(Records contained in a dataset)
■ ■ ■ ■ ■ ■ ■
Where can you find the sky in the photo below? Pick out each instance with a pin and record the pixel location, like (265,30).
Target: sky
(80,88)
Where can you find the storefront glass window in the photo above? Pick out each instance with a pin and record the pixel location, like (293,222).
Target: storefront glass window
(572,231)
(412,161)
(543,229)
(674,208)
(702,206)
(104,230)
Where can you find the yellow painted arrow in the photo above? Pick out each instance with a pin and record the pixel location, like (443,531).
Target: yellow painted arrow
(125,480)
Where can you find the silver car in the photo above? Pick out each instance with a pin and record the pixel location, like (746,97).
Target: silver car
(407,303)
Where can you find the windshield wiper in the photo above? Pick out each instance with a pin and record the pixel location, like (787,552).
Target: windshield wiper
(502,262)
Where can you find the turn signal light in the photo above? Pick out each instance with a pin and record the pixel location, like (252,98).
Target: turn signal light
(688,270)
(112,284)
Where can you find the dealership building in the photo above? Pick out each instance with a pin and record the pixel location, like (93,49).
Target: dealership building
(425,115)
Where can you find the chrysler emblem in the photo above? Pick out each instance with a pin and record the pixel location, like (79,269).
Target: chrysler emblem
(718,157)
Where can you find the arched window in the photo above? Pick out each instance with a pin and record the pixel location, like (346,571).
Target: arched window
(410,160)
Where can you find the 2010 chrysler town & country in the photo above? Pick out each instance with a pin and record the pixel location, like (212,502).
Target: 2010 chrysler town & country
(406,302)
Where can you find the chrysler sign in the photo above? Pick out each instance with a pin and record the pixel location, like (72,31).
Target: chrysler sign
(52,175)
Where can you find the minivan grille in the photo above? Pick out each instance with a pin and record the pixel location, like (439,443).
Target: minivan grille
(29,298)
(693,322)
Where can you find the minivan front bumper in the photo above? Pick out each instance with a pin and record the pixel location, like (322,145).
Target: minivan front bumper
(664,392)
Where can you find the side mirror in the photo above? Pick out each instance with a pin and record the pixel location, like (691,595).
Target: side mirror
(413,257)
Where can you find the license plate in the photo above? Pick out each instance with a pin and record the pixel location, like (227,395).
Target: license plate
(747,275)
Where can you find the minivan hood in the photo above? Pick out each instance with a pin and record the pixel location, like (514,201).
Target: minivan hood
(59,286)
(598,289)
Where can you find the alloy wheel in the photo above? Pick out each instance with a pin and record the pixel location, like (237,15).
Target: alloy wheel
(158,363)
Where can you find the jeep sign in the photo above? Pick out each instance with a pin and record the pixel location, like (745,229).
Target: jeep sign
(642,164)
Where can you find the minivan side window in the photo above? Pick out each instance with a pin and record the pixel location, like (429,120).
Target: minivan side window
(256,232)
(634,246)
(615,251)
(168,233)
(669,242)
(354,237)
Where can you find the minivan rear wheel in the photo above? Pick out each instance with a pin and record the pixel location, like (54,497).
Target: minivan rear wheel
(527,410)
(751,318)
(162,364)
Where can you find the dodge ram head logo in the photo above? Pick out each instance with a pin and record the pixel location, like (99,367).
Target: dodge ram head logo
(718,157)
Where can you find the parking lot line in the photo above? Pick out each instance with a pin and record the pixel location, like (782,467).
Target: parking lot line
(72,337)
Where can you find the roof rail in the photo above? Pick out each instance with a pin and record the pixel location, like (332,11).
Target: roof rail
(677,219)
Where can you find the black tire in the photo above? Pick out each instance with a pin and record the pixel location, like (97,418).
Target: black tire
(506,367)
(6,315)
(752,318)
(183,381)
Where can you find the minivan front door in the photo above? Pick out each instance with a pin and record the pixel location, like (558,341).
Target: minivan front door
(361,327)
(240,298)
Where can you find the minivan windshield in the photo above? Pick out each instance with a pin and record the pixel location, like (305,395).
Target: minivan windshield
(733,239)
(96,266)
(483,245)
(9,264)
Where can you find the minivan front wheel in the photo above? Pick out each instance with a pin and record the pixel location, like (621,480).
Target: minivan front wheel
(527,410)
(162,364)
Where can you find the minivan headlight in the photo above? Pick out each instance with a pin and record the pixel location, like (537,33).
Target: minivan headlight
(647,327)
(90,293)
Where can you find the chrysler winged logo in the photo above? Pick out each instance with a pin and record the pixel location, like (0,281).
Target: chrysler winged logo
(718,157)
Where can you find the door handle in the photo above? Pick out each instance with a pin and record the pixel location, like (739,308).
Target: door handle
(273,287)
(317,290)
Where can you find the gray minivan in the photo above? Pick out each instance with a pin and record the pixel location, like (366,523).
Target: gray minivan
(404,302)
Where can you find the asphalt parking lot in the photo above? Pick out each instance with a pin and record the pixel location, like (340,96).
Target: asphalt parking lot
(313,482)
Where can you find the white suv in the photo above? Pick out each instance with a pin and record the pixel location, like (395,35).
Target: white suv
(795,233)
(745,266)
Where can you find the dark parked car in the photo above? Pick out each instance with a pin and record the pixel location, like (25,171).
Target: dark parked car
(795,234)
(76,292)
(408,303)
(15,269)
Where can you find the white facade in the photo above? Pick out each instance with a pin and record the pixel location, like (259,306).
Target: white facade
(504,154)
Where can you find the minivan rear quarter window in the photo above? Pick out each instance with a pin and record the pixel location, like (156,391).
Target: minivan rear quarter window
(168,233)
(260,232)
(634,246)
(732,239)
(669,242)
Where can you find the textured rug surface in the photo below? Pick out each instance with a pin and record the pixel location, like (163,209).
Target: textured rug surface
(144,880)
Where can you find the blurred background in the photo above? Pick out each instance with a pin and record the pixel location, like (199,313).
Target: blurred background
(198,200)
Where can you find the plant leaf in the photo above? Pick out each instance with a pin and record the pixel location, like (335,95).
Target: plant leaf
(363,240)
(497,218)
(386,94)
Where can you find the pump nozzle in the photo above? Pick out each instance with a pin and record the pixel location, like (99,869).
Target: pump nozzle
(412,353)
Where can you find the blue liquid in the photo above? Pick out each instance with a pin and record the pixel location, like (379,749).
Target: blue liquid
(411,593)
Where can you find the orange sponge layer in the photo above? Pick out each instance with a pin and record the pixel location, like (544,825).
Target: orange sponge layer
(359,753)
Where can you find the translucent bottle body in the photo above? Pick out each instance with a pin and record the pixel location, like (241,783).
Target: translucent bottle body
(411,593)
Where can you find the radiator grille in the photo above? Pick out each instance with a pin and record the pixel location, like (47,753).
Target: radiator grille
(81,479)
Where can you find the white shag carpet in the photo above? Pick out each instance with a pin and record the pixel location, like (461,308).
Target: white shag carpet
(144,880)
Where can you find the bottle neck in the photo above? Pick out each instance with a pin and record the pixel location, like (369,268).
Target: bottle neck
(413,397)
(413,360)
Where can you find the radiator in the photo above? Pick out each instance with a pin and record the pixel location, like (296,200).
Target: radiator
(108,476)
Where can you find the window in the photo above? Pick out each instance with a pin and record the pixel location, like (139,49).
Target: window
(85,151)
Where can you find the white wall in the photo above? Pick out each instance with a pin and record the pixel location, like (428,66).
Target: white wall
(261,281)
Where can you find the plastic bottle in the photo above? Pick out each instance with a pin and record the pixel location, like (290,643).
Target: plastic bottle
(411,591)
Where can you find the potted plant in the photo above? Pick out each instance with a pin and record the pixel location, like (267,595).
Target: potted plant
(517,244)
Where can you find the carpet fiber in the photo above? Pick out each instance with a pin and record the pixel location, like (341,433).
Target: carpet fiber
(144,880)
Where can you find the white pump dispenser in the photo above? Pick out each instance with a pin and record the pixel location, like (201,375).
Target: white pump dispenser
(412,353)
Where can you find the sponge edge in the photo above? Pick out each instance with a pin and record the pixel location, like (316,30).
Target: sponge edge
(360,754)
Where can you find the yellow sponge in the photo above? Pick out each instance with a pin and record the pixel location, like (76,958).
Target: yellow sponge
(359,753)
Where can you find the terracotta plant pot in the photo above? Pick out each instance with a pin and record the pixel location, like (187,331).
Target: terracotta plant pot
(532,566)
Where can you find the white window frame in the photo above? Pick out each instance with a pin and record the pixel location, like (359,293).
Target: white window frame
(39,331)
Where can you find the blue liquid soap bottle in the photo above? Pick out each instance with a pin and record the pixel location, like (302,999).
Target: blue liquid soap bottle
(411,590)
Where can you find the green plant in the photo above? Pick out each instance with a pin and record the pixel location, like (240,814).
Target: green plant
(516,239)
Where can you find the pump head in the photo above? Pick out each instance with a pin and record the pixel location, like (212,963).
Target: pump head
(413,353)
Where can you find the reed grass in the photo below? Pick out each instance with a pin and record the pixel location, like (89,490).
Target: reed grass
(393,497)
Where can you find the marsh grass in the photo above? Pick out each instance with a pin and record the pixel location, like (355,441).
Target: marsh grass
■ ■ ■ ■ ■ ■ ■
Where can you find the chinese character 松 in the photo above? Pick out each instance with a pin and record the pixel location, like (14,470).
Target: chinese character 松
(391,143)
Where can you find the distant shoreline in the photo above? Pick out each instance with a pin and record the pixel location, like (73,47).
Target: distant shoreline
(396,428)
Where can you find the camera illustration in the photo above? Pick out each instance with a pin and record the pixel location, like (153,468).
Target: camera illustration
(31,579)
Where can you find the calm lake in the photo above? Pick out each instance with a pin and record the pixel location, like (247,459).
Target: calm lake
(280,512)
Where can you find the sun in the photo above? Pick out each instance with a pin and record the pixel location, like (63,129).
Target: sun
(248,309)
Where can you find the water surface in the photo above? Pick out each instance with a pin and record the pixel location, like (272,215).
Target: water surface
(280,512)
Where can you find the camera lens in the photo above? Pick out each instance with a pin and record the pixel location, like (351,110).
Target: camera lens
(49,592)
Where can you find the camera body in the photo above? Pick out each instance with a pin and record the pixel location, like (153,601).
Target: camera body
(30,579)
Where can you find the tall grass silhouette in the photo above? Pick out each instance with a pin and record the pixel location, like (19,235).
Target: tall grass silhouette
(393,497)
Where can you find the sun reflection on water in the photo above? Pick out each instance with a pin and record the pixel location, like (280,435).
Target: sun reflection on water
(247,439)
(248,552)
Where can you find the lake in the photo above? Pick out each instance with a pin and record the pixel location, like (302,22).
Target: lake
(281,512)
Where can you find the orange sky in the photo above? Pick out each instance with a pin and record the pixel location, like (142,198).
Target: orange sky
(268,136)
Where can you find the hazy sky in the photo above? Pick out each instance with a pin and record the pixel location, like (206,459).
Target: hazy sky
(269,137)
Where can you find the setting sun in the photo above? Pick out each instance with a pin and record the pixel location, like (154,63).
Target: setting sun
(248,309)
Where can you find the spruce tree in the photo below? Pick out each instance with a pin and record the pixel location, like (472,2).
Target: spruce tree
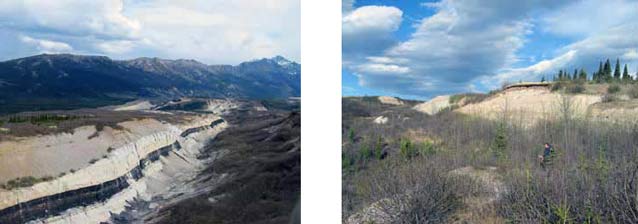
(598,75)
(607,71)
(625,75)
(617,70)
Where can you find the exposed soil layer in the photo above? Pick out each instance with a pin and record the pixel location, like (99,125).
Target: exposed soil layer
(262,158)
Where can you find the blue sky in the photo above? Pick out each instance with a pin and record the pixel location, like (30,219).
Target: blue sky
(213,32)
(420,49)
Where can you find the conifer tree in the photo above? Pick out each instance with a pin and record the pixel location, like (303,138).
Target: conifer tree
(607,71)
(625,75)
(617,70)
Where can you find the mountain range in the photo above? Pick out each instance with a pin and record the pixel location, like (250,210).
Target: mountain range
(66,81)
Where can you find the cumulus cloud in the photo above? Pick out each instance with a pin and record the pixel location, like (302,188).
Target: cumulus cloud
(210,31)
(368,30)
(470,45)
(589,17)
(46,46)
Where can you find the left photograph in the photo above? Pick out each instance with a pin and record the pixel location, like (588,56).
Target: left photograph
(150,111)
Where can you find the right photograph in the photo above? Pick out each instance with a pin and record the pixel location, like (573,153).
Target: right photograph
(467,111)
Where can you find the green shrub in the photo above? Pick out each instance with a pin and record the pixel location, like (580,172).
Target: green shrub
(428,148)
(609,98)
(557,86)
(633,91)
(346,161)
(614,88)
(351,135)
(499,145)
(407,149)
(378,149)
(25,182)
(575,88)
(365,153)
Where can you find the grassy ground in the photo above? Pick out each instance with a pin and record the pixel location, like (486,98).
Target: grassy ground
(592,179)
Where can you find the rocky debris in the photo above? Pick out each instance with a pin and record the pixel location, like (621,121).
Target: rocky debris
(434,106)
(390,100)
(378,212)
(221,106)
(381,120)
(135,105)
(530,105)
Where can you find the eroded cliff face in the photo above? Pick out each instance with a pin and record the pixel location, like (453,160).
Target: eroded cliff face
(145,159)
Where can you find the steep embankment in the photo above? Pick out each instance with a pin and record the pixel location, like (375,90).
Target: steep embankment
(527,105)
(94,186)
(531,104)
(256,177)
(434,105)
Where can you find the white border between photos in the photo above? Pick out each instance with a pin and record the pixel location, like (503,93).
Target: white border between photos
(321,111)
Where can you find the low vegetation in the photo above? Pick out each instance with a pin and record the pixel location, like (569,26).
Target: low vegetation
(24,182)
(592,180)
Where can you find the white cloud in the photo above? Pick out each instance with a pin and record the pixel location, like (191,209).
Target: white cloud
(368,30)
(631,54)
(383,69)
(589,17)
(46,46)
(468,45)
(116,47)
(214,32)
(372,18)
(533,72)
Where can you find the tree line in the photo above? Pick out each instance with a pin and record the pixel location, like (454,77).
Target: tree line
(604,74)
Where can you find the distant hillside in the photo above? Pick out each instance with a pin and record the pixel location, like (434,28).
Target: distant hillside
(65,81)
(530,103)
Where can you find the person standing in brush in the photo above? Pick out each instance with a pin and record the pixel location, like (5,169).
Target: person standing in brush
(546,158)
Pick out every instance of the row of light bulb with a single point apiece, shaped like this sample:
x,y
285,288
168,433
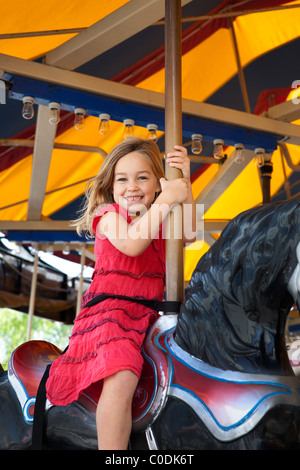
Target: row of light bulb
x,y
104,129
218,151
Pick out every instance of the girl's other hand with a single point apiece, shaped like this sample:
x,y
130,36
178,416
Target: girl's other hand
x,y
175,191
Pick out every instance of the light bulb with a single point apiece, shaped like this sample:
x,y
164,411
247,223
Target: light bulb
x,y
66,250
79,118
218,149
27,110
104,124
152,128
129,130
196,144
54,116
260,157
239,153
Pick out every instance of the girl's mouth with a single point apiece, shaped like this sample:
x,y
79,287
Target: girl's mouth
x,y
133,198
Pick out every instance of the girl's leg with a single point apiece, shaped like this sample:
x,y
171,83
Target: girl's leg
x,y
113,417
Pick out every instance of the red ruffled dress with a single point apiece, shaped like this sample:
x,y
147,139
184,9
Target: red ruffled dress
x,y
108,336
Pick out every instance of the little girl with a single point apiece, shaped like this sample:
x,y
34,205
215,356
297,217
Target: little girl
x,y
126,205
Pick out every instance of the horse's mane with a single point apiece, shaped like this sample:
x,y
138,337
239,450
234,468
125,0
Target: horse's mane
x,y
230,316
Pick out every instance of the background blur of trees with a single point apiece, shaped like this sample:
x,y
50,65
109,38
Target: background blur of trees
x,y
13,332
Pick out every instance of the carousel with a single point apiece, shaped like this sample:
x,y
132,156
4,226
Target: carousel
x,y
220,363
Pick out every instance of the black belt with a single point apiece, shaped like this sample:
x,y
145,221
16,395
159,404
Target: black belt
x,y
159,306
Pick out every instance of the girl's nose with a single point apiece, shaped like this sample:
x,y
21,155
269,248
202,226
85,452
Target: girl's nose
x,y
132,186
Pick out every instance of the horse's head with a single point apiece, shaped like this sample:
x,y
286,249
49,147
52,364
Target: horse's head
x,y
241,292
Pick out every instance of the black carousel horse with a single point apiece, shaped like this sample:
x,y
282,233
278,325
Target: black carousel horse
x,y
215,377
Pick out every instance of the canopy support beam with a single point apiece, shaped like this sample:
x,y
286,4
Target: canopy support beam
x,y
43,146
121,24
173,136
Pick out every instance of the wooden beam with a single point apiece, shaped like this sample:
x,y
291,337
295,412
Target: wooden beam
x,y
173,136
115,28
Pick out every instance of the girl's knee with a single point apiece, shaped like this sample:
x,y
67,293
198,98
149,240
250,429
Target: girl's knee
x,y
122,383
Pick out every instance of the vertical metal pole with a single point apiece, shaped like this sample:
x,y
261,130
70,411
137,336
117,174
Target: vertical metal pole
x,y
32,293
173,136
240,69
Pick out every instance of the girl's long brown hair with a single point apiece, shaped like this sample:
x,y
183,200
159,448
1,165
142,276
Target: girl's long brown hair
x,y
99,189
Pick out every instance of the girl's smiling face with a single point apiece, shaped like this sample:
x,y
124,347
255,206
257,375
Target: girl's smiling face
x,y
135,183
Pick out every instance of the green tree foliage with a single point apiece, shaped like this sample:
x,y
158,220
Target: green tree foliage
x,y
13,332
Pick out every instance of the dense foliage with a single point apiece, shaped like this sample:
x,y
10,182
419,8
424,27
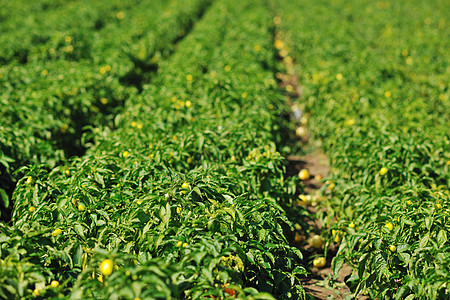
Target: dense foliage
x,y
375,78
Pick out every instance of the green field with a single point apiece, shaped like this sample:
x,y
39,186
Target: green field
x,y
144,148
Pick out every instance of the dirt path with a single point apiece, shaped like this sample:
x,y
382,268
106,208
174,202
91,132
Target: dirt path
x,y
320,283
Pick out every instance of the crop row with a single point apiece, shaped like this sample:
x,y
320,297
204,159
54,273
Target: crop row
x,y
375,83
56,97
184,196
■ ■ ■ ■ ■ ■ ■
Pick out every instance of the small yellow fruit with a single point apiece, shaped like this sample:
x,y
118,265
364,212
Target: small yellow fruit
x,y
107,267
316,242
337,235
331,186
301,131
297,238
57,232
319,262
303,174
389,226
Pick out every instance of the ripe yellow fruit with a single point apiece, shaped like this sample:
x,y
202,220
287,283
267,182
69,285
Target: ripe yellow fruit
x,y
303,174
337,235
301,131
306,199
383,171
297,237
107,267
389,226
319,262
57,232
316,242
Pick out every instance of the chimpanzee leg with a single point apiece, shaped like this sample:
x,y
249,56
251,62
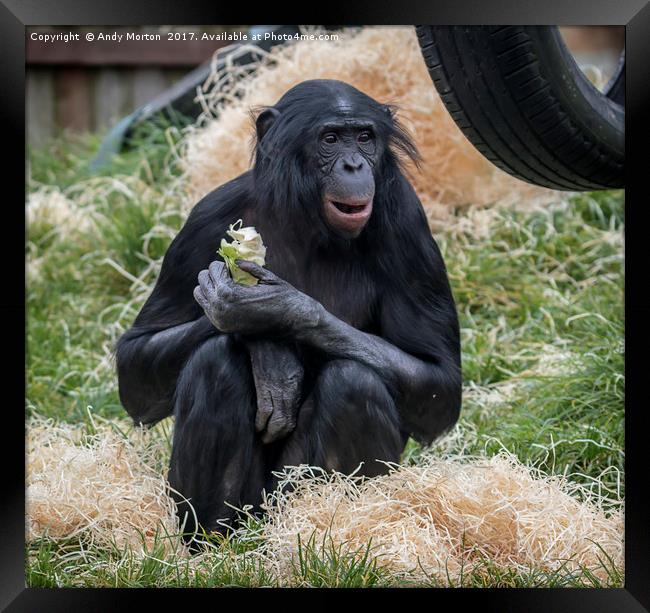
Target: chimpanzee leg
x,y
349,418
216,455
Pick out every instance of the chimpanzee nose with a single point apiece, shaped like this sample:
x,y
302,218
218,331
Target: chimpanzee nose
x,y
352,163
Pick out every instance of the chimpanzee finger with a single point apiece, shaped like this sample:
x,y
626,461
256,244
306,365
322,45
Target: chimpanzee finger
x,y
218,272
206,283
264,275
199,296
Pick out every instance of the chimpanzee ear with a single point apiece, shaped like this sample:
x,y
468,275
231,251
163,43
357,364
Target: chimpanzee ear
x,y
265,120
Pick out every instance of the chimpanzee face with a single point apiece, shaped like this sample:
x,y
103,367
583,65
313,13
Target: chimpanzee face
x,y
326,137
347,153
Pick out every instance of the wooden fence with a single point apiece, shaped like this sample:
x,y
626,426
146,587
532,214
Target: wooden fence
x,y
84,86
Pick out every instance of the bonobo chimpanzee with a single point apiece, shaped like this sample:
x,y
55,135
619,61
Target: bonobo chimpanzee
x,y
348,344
■ ■ ■ ■ ■ ■ ■
--- Try it ---
Every line that contains "marsh" should be copied out of the data.

--- Your response ---
Where can you find the marsh grass in the photo above? Pick out each instance with a pin and record the pixel location, like (355,441).
Target: marsh grass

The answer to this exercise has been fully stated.